> _Passage provided_:
*** Block opens ***

Hi ! My name is Clémentine Besson and I'm a 27-year-old French researcher in Sleep Neuroscience.  

Curious on very eclectic topics, I very quickly decided to become a researcher and to focus my studies on science and well-being with a Bachelor in Psychology, during which I was able to go study at West Virginia University where I studied PsychoBiology of Sleep. 

A real world had opened up to me. I immediately found sleep fascinating because it concerns all living beings, which makes it an archaic function of the human body that influences and is therefore influenced by Health in its largest definition. I had found the holistic approach that still guides me to this day. The idea of understanding health through all its interconnections and heal not just where it hurts. 

Thus, I continued with a Master's degree in Neuropsychdology and Cognitive Psychopathology. But, frustrated by the lack of opportunities to study sleep in France, I decided to specialise in Sleep Sciences with a Double Masters in International Neuroscience Research, where I had the opportunity to conduct two research theses at the National Hospital for Neurology and Neurosurgery (London) and the Royal Infirmary in Edinburgh.

*** Block closes ***

> _What you will do_:
In the self-introduction above, at which university did the writer study PsychoBiology of Sleep?

> _Information shown_:

*** Block opens ***

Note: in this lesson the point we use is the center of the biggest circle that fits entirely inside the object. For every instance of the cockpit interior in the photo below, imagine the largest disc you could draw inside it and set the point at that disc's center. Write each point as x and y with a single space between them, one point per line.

*** Block closes ***
*** Block opens ***

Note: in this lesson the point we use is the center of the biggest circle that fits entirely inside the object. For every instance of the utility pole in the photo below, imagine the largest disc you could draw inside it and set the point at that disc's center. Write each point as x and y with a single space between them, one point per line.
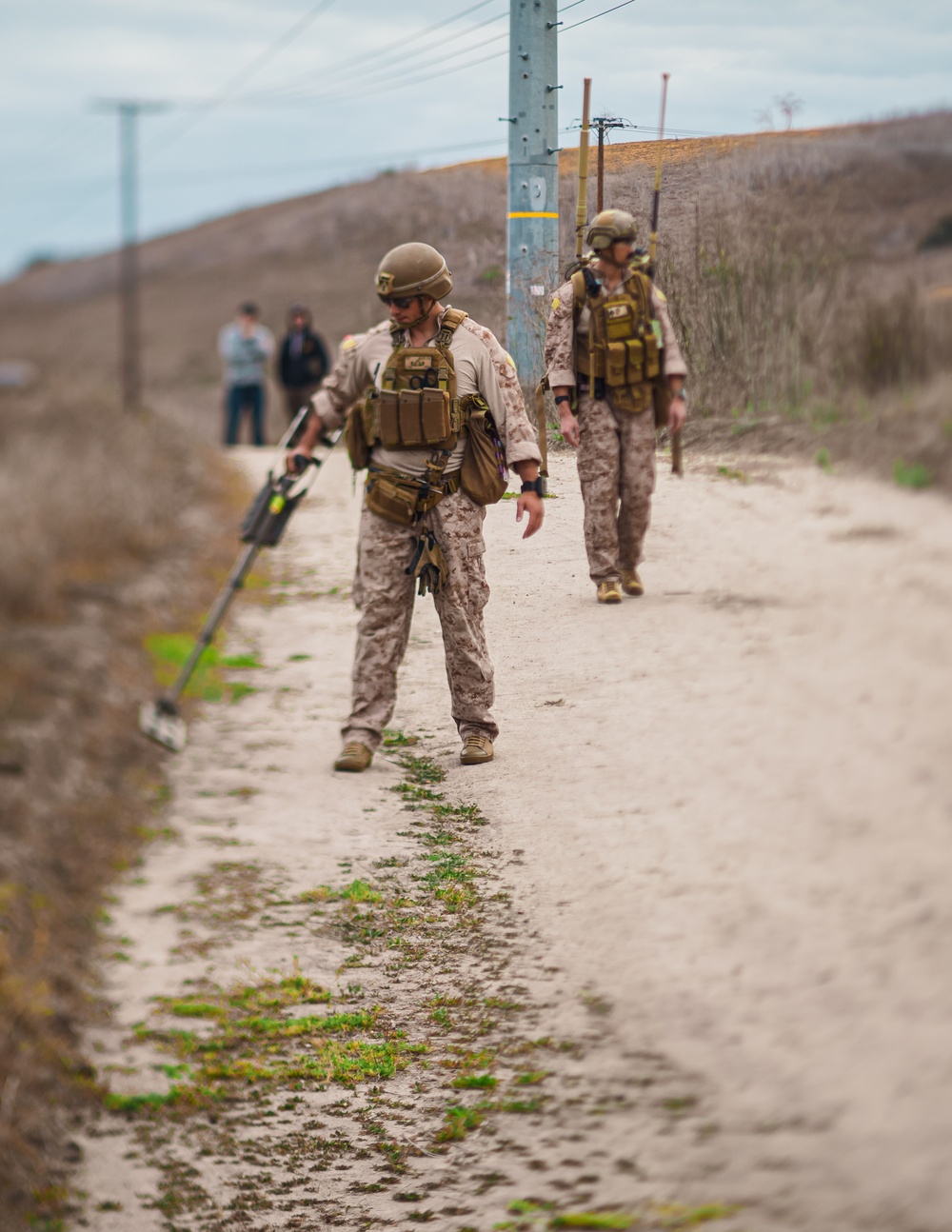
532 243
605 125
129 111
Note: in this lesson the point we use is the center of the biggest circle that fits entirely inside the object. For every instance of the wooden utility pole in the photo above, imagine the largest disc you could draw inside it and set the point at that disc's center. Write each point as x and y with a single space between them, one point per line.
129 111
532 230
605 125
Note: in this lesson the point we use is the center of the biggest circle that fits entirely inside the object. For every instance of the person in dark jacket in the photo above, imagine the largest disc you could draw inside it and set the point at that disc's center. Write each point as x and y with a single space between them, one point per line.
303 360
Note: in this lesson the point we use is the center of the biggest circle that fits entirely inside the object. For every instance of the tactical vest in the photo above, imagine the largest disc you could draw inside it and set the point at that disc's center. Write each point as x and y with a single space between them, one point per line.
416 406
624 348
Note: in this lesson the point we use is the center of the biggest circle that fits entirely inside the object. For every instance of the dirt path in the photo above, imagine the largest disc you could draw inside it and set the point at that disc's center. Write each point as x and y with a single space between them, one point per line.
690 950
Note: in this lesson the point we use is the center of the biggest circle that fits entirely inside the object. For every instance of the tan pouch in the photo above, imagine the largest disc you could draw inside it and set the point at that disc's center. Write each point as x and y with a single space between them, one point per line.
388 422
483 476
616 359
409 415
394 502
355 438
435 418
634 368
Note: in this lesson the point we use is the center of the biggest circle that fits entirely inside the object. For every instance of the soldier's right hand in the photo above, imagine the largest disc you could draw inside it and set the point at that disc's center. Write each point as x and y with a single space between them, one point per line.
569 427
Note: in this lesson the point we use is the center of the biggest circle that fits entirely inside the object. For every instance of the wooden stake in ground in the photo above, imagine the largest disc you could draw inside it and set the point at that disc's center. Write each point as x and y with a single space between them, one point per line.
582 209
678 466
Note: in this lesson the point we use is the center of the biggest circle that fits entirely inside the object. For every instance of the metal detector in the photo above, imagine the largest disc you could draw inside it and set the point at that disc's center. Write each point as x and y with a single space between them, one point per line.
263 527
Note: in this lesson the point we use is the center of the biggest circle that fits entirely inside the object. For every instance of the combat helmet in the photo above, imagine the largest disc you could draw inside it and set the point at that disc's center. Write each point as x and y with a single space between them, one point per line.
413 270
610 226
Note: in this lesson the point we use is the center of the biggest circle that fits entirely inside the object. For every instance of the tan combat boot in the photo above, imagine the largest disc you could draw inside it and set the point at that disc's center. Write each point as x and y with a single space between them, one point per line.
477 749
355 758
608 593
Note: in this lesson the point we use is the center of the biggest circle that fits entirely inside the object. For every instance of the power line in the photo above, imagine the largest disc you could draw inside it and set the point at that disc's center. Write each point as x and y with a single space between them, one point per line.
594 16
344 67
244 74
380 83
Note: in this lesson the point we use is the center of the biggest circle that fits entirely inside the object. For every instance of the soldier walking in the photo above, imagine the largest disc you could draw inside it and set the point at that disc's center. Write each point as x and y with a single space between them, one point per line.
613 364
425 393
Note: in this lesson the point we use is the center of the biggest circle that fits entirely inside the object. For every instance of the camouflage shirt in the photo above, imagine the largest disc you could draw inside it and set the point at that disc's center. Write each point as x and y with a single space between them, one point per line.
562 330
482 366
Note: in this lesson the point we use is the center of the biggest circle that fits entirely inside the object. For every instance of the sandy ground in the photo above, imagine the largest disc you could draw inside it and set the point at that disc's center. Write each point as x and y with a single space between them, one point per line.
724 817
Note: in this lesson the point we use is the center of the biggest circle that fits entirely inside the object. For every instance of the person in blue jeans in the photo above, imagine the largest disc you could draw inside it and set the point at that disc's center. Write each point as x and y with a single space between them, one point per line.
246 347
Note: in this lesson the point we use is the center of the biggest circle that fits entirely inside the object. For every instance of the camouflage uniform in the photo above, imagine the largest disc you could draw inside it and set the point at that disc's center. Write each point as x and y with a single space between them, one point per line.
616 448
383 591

*** Block closes ***
*** Block opens ***

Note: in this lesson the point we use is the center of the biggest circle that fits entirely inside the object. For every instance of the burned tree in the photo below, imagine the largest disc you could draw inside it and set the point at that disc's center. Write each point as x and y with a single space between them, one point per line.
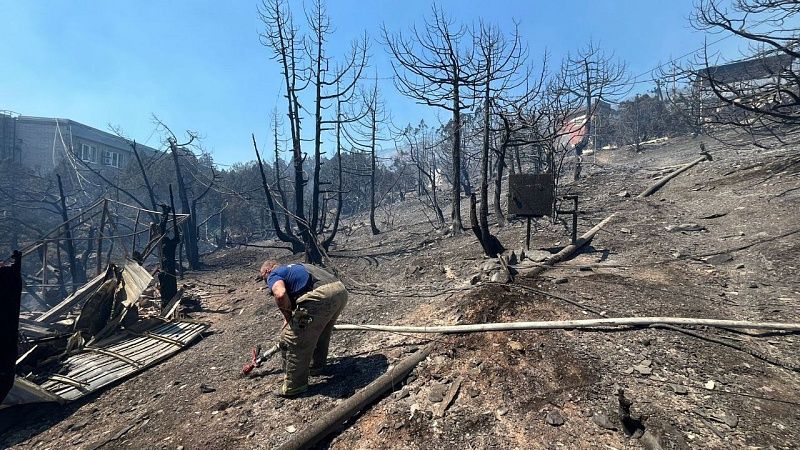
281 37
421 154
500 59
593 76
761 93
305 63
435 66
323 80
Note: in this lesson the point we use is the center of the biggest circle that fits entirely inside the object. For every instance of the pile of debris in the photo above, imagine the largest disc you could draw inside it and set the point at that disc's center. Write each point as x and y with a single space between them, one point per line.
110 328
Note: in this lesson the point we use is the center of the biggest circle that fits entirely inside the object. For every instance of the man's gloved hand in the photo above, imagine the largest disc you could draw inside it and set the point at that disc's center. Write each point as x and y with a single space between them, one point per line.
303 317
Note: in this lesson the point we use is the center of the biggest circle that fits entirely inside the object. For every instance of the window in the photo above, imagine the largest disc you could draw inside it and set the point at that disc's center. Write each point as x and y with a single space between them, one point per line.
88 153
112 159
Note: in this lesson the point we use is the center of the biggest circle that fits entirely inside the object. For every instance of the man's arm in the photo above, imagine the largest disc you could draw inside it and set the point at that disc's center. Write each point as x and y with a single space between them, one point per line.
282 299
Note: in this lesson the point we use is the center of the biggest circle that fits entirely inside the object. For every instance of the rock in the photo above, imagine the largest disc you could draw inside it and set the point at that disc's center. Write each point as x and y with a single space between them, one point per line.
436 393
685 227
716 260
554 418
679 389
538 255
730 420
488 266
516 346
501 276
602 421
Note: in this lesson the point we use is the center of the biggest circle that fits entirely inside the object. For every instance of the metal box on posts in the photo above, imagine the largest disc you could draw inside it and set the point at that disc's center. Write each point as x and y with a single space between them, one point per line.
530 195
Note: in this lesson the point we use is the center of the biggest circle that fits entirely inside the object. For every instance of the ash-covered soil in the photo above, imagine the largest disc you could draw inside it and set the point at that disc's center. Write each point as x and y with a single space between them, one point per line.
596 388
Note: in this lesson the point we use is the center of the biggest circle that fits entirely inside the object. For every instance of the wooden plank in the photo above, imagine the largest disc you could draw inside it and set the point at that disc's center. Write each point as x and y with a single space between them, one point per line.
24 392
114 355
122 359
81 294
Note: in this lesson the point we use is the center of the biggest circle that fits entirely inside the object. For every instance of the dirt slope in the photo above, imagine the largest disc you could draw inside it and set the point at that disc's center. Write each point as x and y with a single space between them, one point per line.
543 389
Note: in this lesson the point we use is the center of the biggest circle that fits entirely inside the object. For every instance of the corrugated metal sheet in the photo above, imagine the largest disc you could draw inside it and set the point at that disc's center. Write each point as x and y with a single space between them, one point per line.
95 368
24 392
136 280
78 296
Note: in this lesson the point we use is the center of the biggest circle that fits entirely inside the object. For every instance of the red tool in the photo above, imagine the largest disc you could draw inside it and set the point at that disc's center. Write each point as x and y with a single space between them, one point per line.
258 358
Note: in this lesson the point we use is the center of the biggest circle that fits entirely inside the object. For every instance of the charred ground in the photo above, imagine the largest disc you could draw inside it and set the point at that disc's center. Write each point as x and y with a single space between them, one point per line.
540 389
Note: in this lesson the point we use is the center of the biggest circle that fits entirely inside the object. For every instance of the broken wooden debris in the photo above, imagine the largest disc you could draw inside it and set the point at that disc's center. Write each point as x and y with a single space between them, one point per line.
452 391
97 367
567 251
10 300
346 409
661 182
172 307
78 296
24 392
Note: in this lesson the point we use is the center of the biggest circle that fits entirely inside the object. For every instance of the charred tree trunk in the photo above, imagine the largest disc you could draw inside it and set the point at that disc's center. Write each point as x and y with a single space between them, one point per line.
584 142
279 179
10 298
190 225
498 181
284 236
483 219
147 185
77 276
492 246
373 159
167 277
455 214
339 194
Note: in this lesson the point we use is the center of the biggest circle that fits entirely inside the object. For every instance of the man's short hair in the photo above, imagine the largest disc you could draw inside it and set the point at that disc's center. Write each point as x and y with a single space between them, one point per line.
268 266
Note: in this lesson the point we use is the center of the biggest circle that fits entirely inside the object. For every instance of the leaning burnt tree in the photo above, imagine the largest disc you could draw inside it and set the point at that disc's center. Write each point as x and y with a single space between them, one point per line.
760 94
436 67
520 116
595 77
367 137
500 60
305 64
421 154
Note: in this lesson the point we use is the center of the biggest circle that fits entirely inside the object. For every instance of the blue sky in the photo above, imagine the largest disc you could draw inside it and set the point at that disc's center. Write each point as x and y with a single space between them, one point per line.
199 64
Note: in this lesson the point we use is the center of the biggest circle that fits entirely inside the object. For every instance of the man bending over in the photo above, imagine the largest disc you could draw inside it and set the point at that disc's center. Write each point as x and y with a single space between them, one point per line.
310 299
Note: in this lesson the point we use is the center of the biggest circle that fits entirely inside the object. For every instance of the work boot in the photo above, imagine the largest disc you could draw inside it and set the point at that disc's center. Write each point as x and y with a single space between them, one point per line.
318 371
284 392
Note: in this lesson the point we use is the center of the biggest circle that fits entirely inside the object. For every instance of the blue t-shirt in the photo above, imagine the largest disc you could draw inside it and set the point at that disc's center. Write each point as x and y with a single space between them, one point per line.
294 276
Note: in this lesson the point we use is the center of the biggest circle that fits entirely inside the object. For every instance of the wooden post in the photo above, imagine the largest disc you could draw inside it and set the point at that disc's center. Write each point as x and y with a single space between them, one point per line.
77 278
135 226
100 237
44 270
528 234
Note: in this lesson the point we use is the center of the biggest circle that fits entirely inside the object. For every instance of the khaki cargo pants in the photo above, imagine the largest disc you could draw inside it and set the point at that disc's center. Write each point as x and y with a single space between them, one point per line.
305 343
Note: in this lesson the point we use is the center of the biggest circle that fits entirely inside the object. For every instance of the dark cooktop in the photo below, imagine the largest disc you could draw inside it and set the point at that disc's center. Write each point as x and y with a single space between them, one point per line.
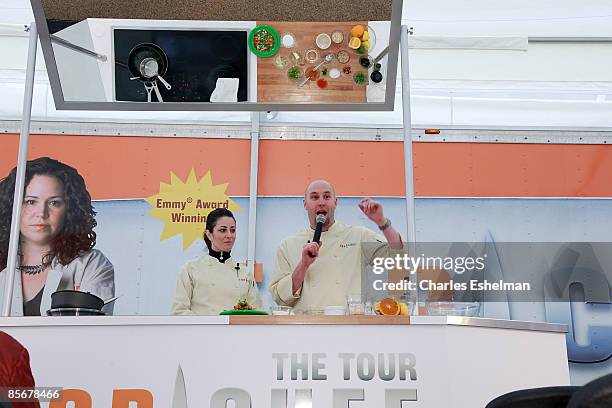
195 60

*** Block closes ***

> _Solution_:
West Virginia University